Excerpted passage –
[Start of section]
Middle East Eye / March 9, 2022
Rights organizations say the policy targets Palestinian arbitrarily and restricts their freedom of movement.
Al-Karameh Bridge, known as Allenby Bridge in Israel, is the only land crossing with Jordan that Palestinians in the West Bank can use to travel abroad.
According to HaMoked, an Israeli human rights organization based in occupied East Jerusalem, Israeli authorities who control the bridge crossing blocked Palestinians from travelling, claiming that they had relatives involved in “terrorism”.
HaMoked submitted a Freedom of Information (FOI) request to acquire these figures from the Israeli Ministry of Defence’s Coordinator of Government Activities in the Territories (COGAT).
Palestinians in the West Bank are not allowed to use Israeli airports, instead they have to go through three different immigration officers when they want to travel abroad: a Palestinian Authority officer; an Israeli; and a Jordanian officer on the other side of the crossing.
[End of section]
(Saved entries)
[Start of section]
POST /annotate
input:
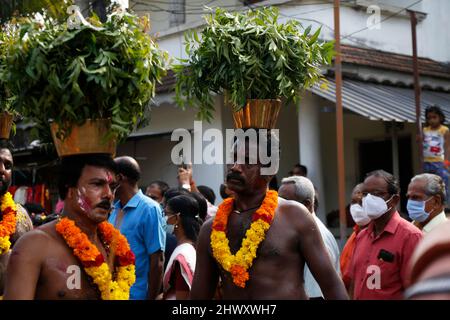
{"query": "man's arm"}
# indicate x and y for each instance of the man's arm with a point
(24, 266)
(447, 145)
(316, 255)
(206, 276)
(156, 274)
(152, 231)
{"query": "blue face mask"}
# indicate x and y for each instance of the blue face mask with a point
(416, 210)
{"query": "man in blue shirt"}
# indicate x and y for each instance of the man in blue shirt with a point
[End of section]
Instructions –
**a.** Translate this sentence from the article on the Al-Karameh Bridge into Spanish: "Al-Karameh Bridge, known as Allenby Bridge in Israel, is the only land crossing with Jordan that Palestinians in the West Bank can use to travel abroad."
**b.** Please continue the article on the Al-Karameh Bridge past its last sentence.
The records aren't needed here.

Task responses –
**a.** El puente Al-Karameh, conocido como puente Allenby en Israel, es el único paso terrestre con Jordania que los palestinos de Cisjordania pueden usar para viajar al extranjero.

**b.**
In 2017, Israel listed almost 13,937 Palestinians on a travel ban for “security reasons”. In 2021, the figure dropped to 10,594. Haaretz reported on Wednesday that many Palestinian were barred from travelling after a ban was set automatically by computer.
Palestinians have asked for the bans to be revoked, and an Israeli court has approved 50 percent of these requests.
In 2021, 339 Palestinians submitted repeal requests, and 143, almost 49 percent, were approved.
In 2019, when COGAT started storing data of Palestinians contesting the travel bans, 838 applications were submitted to repeal the ban, of which 352 were approved.
‘Lightly and arbitrarily’
Palestinians have to submit a repeal application within eight weeks of the ban. According to HaMoked, the travel ban policy is conducted in an “arbitrary manner”.
In some cases where the repeal has been denied, the Palestinian in question would receive a reply from COGAT telling them “You are a Hamas operative,” according to Haaretz, as a justification for the ban.
Leith Abu Zeyad, a Palestinian resident of the West Bank who works for Amnesty International, was banned from travelling abroad for two years after being tied to the Popular Front for the Liberation of Palestine (PFLP).
The ban was revoked in December after he petitioned the Israeli Supreme Court.
HaMoked said that in some cases, Israeli officers have asked Palestinians to sign a form declaring that they would “refrain from terrorism”.
The bridge between the West Bank and Jordan is known as Al-Karameh Bridge for Palestinians, Allenby Bridge for Israelis and King Hussain Bridge for Jordanians.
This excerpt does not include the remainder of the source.